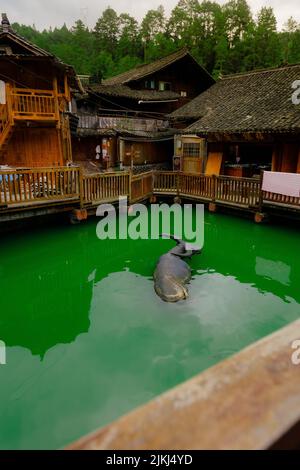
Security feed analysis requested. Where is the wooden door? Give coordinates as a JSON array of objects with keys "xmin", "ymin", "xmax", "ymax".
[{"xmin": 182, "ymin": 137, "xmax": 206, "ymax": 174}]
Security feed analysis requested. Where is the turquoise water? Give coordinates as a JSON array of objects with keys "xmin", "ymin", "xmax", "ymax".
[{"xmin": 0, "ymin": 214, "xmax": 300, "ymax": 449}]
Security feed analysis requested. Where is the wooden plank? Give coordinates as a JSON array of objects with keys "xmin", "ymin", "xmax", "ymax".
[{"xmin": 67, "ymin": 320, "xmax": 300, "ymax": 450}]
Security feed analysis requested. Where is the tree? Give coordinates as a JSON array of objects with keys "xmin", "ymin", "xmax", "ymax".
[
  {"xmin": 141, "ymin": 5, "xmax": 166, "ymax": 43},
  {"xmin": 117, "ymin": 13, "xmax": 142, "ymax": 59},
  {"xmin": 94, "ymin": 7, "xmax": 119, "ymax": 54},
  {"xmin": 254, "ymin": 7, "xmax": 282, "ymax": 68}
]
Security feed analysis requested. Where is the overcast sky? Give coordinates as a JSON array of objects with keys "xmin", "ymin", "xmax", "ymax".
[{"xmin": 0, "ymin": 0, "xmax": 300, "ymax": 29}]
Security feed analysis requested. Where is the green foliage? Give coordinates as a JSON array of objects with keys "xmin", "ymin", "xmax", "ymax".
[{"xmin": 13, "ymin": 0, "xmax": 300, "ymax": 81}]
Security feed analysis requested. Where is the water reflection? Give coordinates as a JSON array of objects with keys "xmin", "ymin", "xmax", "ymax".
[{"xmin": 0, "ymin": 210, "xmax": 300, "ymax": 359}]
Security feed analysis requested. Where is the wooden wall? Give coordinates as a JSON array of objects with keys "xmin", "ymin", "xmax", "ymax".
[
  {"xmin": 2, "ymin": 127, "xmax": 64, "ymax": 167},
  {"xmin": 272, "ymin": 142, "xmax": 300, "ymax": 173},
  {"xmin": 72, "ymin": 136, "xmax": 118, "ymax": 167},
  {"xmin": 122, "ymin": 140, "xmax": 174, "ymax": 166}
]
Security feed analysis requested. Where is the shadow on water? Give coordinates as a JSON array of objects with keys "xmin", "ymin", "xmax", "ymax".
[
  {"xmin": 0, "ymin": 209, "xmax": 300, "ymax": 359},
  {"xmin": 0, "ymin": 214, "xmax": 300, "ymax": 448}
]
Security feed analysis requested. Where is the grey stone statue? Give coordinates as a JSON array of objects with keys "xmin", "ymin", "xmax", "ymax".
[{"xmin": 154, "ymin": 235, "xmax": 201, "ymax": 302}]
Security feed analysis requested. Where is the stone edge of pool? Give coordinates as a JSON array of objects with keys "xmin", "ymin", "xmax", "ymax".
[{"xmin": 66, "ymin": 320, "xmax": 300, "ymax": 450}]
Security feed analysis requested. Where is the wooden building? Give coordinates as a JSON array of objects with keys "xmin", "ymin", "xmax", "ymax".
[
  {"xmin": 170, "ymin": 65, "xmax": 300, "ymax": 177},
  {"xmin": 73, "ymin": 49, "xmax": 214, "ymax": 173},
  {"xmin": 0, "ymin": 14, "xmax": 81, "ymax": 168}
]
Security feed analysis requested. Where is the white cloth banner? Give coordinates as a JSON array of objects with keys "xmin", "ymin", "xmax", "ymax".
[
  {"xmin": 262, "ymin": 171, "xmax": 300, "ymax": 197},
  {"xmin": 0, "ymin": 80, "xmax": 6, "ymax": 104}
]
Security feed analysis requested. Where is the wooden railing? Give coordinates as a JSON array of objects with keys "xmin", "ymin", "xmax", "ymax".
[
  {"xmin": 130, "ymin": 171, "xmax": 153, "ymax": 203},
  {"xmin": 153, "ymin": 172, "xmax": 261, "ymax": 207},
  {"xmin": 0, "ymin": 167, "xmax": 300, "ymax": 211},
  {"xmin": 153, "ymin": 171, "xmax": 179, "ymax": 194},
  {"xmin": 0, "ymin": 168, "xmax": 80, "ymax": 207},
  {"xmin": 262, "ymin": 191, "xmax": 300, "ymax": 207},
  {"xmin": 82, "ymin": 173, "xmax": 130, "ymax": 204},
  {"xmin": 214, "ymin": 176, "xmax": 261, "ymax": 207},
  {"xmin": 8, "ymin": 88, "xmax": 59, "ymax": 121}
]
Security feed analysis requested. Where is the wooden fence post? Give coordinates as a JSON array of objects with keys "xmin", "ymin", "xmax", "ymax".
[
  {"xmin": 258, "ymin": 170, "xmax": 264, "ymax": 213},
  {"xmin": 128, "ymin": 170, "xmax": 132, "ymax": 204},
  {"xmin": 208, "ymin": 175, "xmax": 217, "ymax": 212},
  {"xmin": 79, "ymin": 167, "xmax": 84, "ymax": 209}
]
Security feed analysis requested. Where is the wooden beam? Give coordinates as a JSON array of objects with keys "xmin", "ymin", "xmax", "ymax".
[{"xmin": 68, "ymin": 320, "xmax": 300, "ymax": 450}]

☆ ☆ ☆ ☆ ☆

## Work to do
How many lines of the items above contain the string "water", counting only case-sensitive matches? Reply with the number alone.

## Answer for the task
3